• **What to do**: Reproduce verbatim the part of the items that opens with the line containing "any woman with" and closes with the line containing "[438, 285, 450, 351]", including both of those lines.

--- start ---

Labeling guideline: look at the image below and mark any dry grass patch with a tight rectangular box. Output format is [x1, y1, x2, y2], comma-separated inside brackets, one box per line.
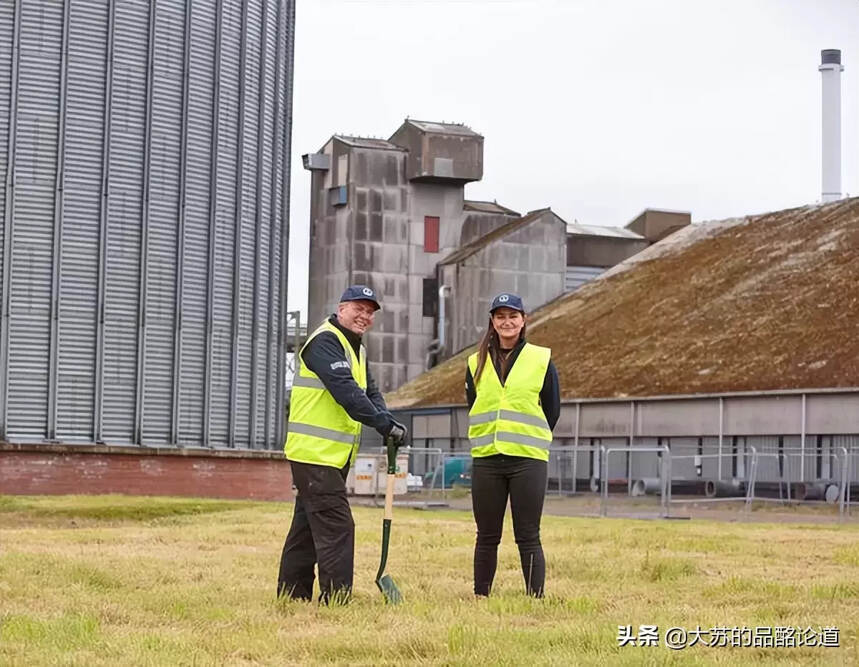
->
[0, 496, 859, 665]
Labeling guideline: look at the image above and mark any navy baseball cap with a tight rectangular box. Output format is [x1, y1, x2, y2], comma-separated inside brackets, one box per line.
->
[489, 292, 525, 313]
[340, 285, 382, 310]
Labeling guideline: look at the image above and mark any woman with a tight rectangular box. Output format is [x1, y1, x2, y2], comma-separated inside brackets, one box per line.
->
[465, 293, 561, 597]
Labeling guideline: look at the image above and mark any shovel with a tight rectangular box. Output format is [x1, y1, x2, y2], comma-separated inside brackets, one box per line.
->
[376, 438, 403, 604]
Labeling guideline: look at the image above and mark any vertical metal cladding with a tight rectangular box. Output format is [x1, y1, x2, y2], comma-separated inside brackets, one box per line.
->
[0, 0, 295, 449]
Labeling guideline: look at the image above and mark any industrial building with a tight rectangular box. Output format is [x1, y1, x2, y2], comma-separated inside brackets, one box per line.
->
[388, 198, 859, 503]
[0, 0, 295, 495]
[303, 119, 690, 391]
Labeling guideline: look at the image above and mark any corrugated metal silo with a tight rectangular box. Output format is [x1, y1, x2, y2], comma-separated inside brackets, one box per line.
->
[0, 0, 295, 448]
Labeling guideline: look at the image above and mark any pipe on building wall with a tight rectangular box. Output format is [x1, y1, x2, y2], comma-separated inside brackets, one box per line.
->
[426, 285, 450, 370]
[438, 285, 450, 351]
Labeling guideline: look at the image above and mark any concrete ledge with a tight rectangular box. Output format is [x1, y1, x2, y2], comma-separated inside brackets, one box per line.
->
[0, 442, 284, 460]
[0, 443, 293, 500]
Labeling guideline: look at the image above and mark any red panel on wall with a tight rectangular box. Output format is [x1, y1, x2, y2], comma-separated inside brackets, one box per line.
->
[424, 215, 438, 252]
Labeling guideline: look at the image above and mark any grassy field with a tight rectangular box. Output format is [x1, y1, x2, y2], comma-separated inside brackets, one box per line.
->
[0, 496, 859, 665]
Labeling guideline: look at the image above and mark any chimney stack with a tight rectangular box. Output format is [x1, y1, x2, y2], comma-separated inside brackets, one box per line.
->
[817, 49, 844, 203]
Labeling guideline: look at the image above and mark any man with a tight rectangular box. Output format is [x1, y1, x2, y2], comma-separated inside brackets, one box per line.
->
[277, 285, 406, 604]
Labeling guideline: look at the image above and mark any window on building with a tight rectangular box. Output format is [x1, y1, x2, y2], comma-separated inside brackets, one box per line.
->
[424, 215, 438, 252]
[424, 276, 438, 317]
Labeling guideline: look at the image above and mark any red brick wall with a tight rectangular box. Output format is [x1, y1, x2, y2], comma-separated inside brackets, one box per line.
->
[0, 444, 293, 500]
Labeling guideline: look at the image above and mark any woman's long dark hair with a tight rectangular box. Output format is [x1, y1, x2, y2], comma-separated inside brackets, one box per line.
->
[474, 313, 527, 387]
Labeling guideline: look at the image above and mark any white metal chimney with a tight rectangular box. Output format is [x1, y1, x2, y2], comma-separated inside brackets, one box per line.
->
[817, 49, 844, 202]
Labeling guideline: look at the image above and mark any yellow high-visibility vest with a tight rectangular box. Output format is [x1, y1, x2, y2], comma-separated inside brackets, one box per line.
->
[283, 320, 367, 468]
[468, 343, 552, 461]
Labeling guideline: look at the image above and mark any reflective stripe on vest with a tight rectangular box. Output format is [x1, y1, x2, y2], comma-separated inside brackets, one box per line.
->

--- end ---

• **Written response**:
Labeling guideline: look at the image above and mark any woman with a tight rectangular box. Output format is [x1, y1, x2, y2], comma-separated inside brackets, one box per line.
->
[465, 293, 561, 597]
Labeling guideline: look at the image above and mark any shovel with a tight rectangular box. Output format is [x1, y1, x2, y2], comma-separated inside brackets, one box per line.
->
[376, 438, 403, 604]
Labeling guideline: look at the image above and mark any vertical metal cladding with a tight rectangular box. Output format is [x1, y1, x2, y2], comma-separated inside brackets, one box per line.
->
[0, 0, 295, 449]
Labeling guideline: look at the image above and mark any industrial building with a tight rectangular box. Output format is [x1, y1, x2, y2], comma-separated inside brackets, one box per line.
->
[388, 198, 859, 503]
[0, 0, 295, 495]
[303, 119, 690, 391]
Labeling guideline: look at the image above and mark any corrugated metal silo with a tight rectangular box. Output format is [x1, y1, x2, y2], comma-separated inside brackets, one box per line.
->
[0, 0, 295, 448]
Labeling guideline: look at the image above and mark any pipe on building wall with a tight rectangular box. Output format is [x1, y1, x2, y2], comma-separated inside brackets, one box per line.
->
[426, 285, 450, 370]
[438, 285, 450, 351]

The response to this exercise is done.